(Point localization data)

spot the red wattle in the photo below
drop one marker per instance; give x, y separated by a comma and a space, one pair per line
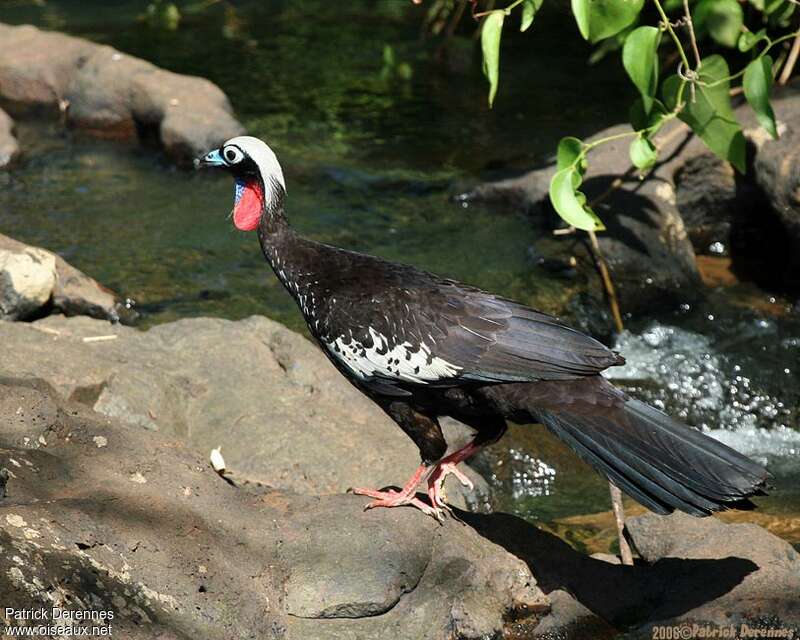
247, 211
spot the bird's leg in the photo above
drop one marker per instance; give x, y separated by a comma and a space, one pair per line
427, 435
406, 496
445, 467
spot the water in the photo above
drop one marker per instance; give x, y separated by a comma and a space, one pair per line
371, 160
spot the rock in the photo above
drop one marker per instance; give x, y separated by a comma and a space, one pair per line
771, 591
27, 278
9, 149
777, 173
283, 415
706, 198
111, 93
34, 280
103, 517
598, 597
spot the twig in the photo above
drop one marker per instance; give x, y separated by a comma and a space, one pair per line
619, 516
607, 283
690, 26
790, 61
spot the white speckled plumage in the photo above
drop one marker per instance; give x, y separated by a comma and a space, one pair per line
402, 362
==
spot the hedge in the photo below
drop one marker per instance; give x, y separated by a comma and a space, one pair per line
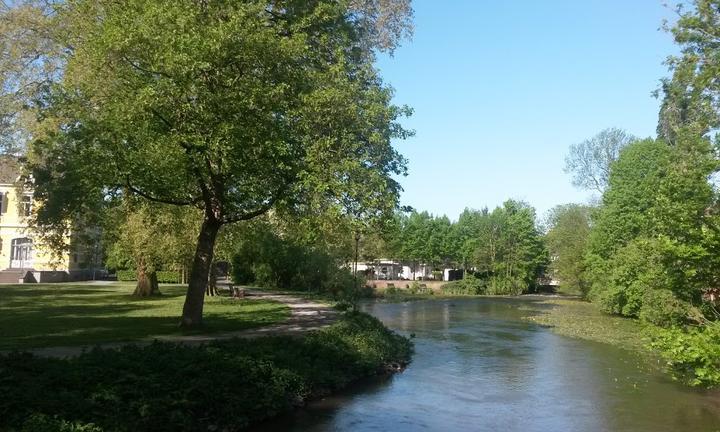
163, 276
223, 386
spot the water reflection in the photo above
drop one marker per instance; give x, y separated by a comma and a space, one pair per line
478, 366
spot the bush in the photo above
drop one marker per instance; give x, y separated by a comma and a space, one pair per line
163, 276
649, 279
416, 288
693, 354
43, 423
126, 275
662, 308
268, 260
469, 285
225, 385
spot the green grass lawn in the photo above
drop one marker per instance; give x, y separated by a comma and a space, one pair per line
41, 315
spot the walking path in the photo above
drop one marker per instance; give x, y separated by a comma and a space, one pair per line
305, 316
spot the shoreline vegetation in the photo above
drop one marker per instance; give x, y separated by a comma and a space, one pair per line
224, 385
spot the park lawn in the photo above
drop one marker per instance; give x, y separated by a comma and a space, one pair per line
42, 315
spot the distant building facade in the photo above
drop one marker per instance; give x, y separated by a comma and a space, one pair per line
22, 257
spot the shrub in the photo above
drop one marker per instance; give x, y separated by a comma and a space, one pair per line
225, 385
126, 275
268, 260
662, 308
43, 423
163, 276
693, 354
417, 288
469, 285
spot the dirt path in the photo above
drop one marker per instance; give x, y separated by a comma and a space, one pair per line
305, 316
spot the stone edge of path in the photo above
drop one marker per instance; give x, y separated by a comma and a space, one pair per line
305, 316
==
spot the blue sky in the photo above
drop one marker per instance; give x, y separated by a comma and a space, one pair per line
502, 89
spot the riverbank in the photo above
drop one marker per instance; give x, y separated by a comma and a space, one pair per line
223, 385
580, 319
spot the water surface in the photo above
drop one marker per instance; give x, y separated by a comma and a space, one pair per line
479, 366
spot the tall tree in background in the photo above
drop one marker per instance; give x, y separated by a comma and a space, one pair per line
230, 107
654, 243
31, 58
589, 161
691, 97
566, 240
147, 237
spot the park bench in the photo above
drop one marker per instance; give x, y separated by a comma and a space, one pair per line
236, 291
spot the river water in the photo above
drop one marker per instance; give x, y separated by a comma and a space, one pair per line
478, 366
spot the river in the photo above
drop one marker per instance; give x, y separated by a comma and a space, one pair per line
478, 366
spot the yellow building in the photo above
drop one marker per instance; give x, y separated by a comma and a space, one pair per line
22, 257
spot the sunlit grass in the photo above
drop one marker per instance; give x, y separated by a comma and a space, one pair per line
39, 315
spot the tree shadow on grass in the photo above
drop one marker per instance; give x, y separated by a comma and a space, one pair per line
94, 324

WHAT YOU SHOULD DO
Each line of the entries above that has the word "building" is to be copied.

RESPONSE TO THE EXERCISE
spot the distant building facade in the photo above
spot the yellow building in the photo above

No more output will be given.